[Quesiti e compiti]:
(a) Rispondi alle seguenti domande sul brano proposto.
(i) Quale documento ricorda che la Chiesa condivide intimamente le sorti del mondo?
(ii) Chi ha quasi imposto alla CEI di indire il Sinodo?
(iii) Di quale ruolo, per certi versi comodo, molti laici sono spesso paghi?
(b) Riassumi il brano proposto in due frasi.
(c) Stabilisci se ciascuna affermazione concorda con il brano proposto.
(i) La crisi vocazionale colpisce soprattutto le religiose.
(ii) La consultazione dovrebbe partire dalle curie vescovili.
(iii) Tutti i vescovi sostengono convintamente il Sinodo.

Dei religiosi e delle religiose, colpiti – soprattutto le seconde – dalla crisi vocazionale che caratterizza il nostro Paese, come del resto tutta l’Europa, e ridotti a volte a gestire le ingombranti strutture lasciate loro in eredità dai loro predecessori, senza avere più il tempo e la creatività per ripensare a fondo i loro rispettivi carismi.
Dei laici e delle laiche, molti dei quali solo frequentatori, più o meno assidui, di riti liturgici e, se anche “impegnati” nella vita della parrocchia, disabituati a un ruolo di veri protagonisti e spesso paghi del ruolo – per certi versi comodo – di meri esecutori.
Sinodalità significherebbe confrontarsi e rimettersi in discussione, senza mascherare i segni di crisi. E questo non a partire dalle curie vescovili, ma ascoltando i semplici fedeli, puntando su una consultazione “al basso che dovrebbe coinvolgere le parrocchie, i gruppi, i movimenti.
L’ascolto del “mondo”. E poiché il cammino che la Chiesa deve percorrere si svolge in un mondo di cui, come ricorda la Gaudium et spes, essa condivide intimamente le sorti, la sinodalità dovrebbe implicare anche l’ascolto delle voci di coloro che non si ritengono membri del corpo della comunità ecclesiale, ma che forse sono vicini alla sua anima, e che possono, col loro sguardo dall’esterno, dare un contributo importante a una corretta individuazione e definizione dei problemi.
Le domande aperte. Dietro i formali (e obbligati) consensi alla volontà del pontefice, che ha quasi imposto alla CEI di indire il Sinodo, è facile intuire le sorde resistenze di molti vescovi e lo scetticismo di altri.

[Elenco dei dati]:

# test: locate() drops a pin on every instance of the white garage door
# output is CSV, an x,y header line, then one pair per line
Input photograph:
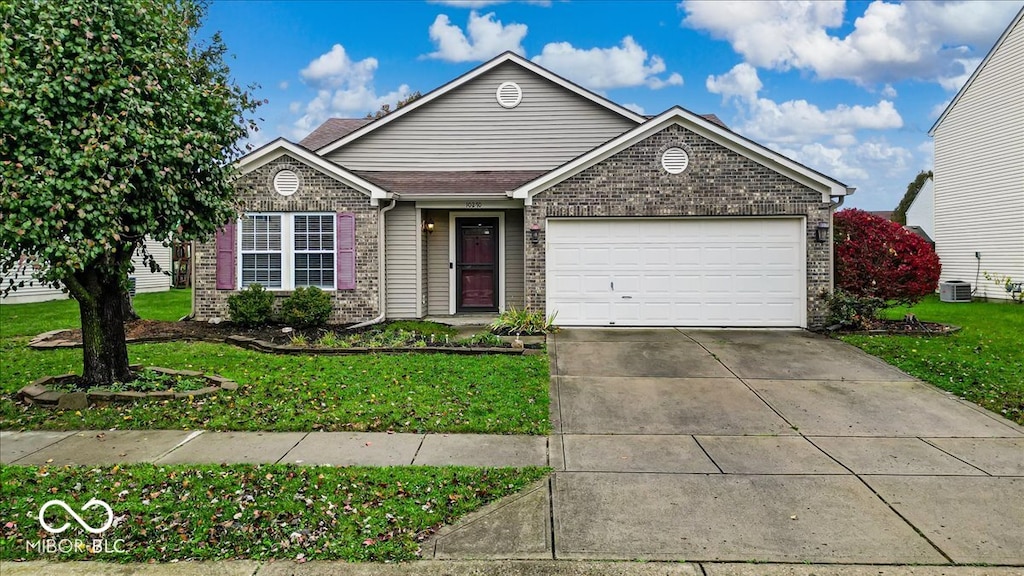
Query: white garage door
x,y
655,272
--
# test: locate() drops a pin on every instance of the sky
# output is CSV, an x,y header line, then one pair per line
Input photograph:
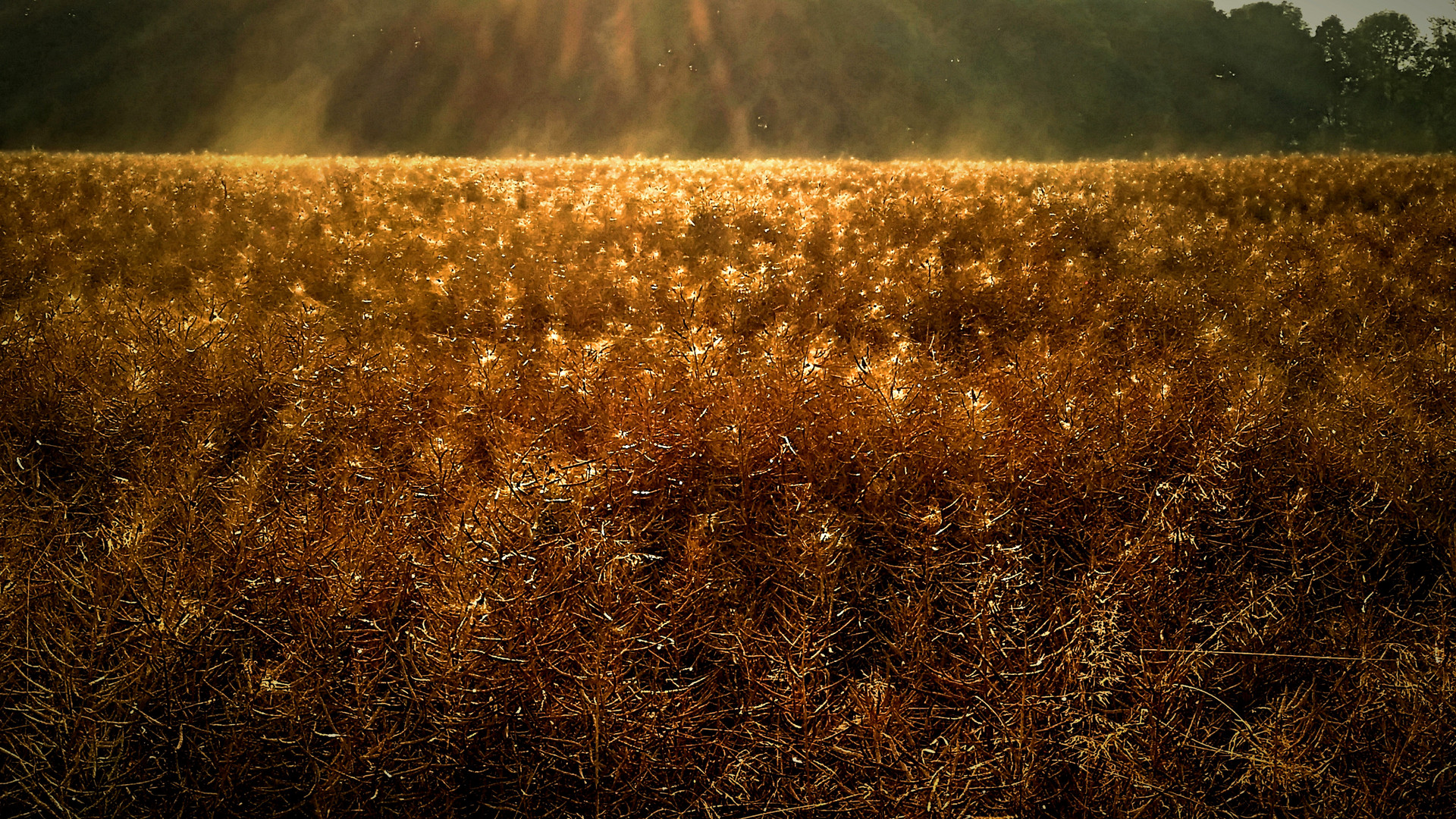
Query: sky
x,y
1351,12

[Soluzioni degli esercizi]:
(a)
(i) La Gaudium et spes.
(ii) Il pontefice.
(iii) Del ruolo di meri esecutori.

(b) Il brano tratteggia religiosi e religiose colpiti dalla crisi vocazionale e laici spesso paghi del ruolo di meri esecutori. Sostiene poi che la sinodalità significherebbe confrontarsi ascoltando i semplici fedeli e anche le voci di chi non si ritiene membro della comunità ecclesiale, mentre dietro i consensi formali alla volontà del pontefice si intuiscono le resistenze di molti vescovi e lo scetticismo di altri.

(c)
(i) Sì: «colpiti – soprattutto le seconde – dalla crisi vocazionale».
(ii) No: «E questo non a partire dalle curie vescovili, ma ascoltando i semplici fedeli».
(iii) No: «le sorde resistenze di molti vescovi e lo scetticismo di altri».